In the entries below, which lines run from the one containing "of the dark" to the one containing "of the small"? Copy exactly those lines, ends included, and no others.

Items from a dataset
------------------------------------------------

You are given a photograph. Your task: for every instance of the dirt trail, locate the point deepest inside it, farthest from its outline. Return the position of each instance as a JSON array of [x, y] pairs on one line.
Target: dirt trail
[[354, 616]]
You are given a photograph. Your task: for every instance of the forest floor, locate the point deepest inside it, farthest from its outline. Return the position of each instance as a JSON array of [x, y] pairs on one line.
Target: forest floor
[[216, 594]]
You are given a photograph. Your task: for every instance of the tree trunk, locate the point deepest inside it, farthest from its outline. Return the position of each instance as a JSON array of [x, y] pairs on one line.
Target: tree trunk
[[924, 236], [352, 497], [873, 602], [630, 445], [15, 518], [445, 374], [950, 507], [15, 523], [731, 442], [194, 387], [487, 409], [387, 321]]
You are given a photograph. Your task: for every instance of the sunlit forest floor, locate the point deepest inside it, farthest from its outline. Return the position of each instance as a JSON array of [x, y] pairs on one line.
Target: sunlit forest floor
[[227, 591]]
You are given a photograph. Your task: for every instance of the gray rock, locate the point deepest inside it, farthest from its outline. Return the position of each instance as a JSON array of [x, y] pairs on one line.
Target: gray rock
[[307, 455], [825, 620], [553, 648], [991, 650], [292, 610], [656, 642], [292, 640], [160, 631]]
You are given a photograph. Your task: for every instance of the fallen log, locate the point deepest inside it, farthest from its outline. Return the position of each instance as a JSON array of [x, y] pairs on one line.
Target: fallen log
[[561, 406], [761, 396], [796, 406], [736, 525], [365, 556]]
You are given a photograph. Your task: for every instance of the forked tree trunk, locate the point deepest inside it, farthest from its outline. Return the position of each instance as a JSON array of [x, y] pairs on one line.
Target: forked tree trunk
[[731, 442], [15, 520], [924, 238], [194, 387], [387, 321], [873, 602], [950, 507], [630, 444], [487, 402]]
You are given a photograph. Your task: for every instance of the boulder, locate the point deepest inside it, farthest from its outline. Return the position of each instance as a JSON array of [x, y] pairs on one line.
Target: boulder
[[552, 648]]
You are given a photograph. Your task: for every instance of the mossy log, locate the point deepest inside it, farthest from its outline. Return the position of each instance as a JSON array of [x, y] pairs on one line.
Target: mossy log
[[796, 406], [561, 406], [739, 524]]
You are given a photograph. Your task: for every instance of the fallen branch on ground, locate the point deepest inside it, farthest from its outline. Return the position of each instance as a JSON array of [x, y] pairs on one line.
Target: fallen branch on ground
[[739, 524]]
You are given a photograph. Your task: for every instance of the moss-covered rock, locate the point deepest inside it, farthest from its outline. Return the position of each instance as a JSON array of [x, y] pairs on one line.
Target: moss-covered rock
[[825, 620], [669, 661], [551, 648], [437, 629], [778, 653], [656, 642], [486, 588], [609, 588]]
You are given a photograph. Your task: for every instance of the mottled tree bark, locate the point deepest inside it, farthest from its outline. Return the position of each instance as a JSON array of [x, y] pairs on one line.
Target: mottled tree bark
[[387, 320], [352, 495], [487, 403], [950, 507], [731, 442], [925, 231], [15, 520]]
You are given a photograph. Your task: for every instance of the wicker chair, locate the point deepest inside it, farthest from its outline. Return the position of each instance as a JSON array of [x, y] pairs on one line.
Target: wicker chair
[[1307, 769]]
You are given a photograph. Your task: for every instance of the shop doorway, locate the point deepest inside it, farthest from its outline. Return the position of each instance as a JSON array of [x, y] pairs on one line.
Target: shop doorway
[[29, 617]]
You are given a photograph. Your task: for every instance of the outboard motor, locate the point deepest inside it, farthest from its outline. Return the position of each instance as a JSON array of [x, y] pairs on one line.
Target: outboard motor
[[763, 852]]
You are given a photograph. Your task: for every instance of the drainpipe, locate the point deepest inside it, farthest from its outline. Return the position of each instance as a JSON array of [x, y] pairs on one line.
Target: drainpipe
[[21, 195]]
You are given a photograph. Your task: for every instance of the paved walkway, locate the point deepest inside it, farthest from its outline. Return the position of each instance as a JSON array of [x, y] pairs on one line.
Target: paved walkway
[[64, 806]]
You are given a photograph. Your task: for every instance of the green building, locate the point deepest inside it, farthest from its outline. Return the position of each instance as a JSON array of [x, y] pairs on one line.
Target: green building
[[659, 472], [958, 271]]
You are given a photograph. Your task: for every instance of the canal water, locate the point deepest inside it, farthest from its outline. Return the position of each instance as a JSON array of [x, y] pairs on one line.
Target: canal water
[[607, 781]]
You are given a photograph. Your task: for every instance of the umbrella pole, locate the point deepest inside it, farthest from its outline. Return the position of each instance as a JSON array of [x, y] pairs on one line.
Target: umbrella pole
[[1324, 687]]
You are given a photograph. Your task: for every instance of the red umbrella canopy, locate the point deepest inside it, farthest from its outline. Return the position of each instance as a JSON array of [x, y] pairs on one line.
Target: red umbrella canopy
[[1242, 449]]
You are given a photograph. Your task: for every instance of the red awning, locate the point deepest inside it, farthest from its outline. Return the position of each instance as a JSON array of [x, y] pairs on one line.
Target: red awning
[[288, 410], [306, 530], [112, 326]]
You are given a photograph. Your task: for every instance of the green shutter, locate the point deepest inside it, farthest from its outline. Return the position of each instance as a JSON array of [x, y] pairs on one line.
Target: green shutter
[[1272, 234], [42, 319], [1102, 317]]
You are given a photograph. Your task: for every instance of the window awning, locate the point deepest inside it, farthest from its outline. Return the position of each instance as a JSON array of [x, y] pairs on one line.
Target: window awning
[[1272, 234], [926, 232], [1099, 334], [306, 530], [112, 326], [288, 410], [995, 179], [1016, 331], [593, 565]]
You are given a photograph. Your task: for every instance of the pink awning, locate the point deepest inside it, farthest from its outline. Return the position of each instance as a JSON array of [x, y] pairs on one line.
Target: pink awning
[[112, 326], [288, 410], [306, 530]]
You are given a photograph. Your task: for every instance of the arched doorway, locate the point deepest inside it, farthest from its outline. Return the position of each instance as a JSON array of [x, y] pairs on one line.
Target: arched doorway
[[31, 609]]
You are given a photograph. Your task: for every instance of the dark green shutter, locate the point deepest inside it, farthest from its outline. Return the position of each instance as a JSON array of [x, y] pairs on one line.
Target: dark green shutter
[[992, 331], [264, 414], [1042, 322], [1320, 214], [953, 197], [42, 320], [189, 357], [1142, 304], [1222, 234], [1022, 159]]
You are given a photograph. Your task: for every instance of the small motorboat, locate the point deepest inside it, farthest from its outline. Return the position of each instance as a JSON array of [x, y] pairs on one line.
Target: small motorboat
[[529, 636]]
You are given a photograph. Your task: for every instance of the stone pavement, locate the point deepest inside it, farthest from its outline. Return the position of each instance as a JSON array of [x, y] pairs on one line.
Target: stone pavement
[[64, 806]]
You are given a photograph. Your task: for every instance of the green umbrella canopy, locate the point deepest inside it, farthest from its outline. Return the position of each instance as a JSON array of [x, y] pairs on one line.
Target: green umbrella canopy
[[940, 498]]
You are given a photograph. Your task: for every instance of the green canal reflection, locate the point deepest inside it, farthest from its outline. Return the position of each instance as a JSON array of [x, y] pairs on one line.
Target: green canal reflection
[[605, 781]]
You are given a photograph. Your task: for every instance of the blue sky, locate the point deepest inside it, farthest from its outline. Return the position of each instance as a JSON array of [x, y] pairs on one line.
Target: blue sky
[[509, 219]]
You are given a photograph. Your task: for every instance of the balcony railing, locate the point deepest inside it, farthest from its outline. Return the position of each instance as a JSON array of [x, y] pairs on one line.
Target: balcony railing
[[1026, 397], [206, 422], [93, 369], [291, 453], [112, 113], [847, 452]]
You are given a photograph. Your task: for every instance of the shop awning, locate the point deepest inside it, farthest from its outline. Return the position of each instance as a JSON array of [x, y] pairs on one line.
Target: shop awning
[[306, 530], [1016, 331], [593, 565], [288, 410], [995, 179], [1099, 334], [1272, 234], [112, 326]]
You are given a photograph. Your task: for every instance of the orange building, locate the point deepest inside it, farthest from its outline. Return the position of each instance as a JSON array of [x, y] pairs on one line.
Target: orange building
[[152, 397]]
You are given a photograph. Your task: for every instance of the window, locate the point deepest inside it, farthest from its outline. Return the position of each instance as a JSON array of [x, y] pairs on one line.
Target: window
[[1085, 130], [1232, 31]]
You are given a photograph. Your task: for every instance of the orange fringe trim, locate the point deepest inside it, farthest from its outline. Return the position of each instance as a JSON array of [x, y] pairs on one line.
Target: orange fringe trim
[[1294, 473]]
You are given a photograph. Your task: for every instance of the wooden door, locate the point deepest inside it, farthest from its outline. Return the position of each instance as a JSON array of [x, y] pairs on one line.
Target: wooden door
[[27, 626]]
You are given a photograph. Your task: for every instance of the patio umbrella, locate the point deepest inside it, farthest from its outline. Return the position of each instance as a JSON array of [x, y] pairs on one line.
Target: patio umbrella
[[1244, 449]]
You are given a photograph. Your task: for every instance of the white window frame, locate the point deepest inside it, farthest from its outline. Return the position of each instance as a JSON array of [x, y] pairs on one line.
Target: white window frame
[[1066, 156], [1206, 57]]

------------------------------------------------

▶ [ANSWER SECTION]:
You are given a photograph. Your task: for every instance of the dark green shutter, locate the point deepest inside it, farthest from its outline. Return the position of each instance as a JSON array of [x, y] pairs on one line.
Target: dark green shutter
[[992, 331], [264, 414], [1042, 322], [1320, 214], [953, 197], [42, 320], [189, 357], [1142, 304], [1222, 234], [1022, 159]]
You are given a photograph. Your task: for every instance of the small motorboat, locate the point deepest inside it, farthest from its outline. Return the position of each instance as a JSON array of [x, y] pairs on one line.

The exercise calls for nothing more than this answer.